Es hinkt, also muss es wohl ein Beispiel sein: Die Frage ist nicht, was du darfst oder sollst. Die Frage ist, ob und wann du eine Mitverantwortung für meine Taten trägst. Das lyrische (d)ich in deinem Beispiel hat in der Realität den potentiellen Täter aus dessen Wohnung vertrieben (ein von ihm besetztes Haus, dessen Eigentümer dem lyrischen ich aber auch egal ist), seine Angehörigen schwer verletzt und angekündigt, ihn seinerseits zu töten. Und du informierst das lyrische ich auch nicht darüber, dass ihn jemand niederstechen will (das weiß es aus naheliegenden Gründen selbst) und auch nicht über eine konkret geplante Einzeltat des Täters (das wäre mein Vorschlag: Deutschland wertet aus und benachrichtigt locker Verbündete, wenn diesen oder Zivilisten in von ihnen geschütztem Gebiet aktue Gefahr droht), sondern du verrätst dem lyrischen ich sämtliche Informationen über das Leben des potenziellen Täters einschließlich seines Aufenthaltsortes in Echtzeit, wohlwissend dass das lyrische ich ihn umbringen will.
Nur dass das die Bundeswehr nicht macht. Die übermittelte Lagedaten sind nicht geeignet, um Ziele auszumachen und anzugreifen. Das sind Informationen der Kategorie "So oder so viele Personen kampffähigen Alters in diesem oder jenem Areal gesichtet, ggf. in Bewegung in diese oder jene Richtung."
Was das für Personen sind und wo sie sich genau aufhalten und was sie vorhaben, muss derjenige, für den der Lagebericht interessant ist, schon selbst mit der für seine Situation und Absicht erforderlichen Präzision herausfinden.
Das ist, also ob du der Polizei mitteilst, dass du mutmaßliche Kriminelle in deinem Wohnviertel gesichtet hast. Du bist nicht unmittelbar dafür verantwortlich, was die Polizei daraufhin macht. Vom Schutz der Bürger vor Ungemach bis zu einer Todesschwadron zur Ausübung von Standrecht ist
theoretisch alles möglich.

SCHRIFTLICHE AUFGABE A:
Womit vergleicht der Ausgangstext die Weitergabe der Lagedaten durch die Bundeswehr?
SCHRIFTLICHE AUFGABE B:
Schreib den Ausgangstext über die Weitergabe von Lagedaten nach seinem letzten Satz weiter.
Die Datensätze spielen hierfür keine Rolle.

GEZEIGTE DATENSÄTZE:
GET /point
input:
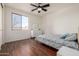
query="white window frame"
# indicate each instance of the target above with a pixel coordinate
(21, 22)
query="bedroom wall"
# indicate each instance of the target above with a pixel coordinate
(13, 35)
(0, 26)
(63, 20)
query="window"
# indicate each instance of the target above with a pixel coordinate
(19, 22)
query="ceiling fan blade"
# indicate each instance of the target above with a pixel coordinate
(34, 5)
(44, 9)
(34, 9)
(47, 5)
(39, 11)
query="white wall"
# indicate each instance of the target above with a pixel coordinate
(64, 19)
(0, 26)
(13, 35)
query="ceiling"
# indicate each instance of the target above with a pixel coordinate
(27, 7)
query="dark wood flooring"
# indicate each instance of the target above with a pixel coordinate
(27, 47)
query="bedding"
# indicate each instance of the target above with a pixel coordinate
(71, 37)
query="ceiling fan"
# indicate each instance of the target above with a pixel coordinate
(40, 7)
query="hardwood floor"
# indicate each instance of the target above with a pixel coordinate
(27, 47)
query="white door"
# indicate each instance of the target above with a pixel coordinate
(0, 26)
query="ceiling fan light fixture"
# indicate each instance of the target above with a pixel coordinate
(39, 9)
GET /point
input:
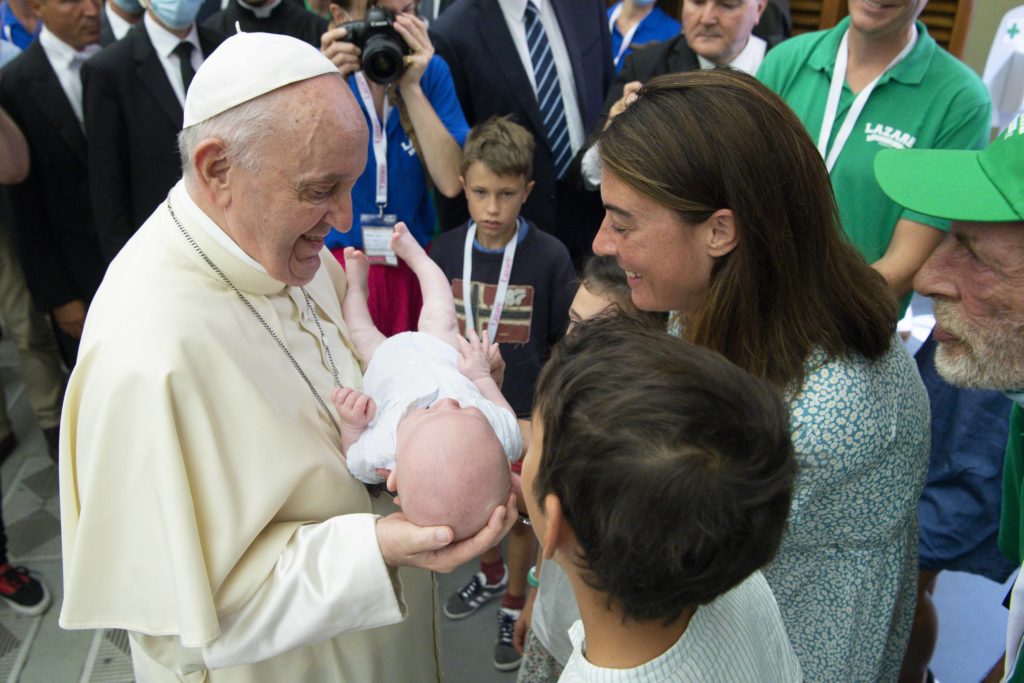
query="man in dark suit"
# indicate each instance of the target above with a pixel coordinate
(118, 18)
(134, 98)
(279, 16)
(482, 42)
(51, 213)
(716, 34)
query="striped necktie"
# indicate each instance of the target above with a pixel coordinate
(549, 93)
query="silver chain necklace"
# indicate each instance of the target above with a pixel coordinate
(266, 326)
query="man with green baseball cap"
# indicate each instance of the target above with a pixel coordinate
(976, 281)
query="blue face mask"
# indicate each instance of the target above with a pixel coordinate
(176, 13)
(130, 6)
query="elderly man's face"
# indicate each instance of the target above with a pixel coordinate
(718, 30)
(976, 278)
(281, 213)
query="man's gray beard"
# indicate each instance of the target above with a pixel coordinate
(992, 358)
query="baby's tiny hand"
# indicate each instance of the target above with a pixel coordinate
(354, 408)
(474, 356)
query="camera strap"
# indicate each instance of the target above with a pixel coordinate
(379, 137)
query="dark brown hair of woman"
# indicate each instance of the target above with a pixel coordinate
(704, 140)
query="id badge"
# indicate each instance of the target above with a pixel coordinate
(377, 231)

ERWARTETE ANTWORT A:
Mit einer Meldung an die Polizei, dass man mutmaßliche Kriminelle im eigenen Wohnviertel gesichtet hat.

ERWARTETE ANTWORT B:
Und ja, wenn du davon ausgehen musst, dass die Polizei zur Todesschwadron tendiert, unterlässt du womöglich die Mitteilung, um daran nicht mitverantwortlich zu sein. Aber dann bist eben dafür verantwortlich, wenn durch die Zurückhaltung deines Wissens Menschen zu schaden kommen.
Sprich, jedermann wird abwägen, durch welches Handeln der größere Schaden im Umfeld und am eigenen Gewissen entsteht.
Und das muss die Bundeswehr auch. Sie wägt die Toten durch möglicherweise stattfindende US-Drohnenangriffe gegen das Toten möglicherweise stattfindender Angriffe, Anschläge, Entführungen und sonstiger Übergriffe ab, wenn sie ihre Erkenntnisse weitergibt. Es gibt hierbei keine ethisch einwandfreie Lösung, weil sowohl die Weitergabe als auch die Zurückhaltung von Informationen erhebliche Konsequenzen haben kann.
Für viel schwerwiegender halte ich es, wenn tatsächlich spezifische "Zieldaten" an die USA weitergegeben werden, obwohl man weiß oder zumindest deutlich erahnen kann, dass diese nur sehr einseitig Konsequenzen haben. Bekanntlich haben deutsche Behörden die Daten in Deutschland lebender Personen, teils mit deutschen Pass, an die USA weitergegeben, die daraufhin ihre Greiferkommandos schickten und besagte Personen in Drittländer (mit Folterkästen oder zumindest unbeschränkter Inhaftierung ohne Anklage) entführten.
Das halte ich für sehr eindeutig verwerflich, weil von Personen in Deutschland keine unmittelbare Gefahr für die Empfänger der Informationen ausgeht und weil sich diese Personen im unmittelbaren und ausschließlichen Zuständigkeitsbereich deutscher Behörden befinden.
Aber wenn die USA oder, um beim Thema zu bleiben, Israel präventiv und mit Ansage töten, dann sind deren Informations- und Waffenlieferanten vollkommen unschuldig?
Nein, allerdings schrieb ich das auch gar nicht. Es geht mir nicht um die Schuldfrage, sondern um die jeweils möglichen Alternativen. Und da kann ja glücklicherweise jeder seinen ganz eigenen Standpunkt formulieren.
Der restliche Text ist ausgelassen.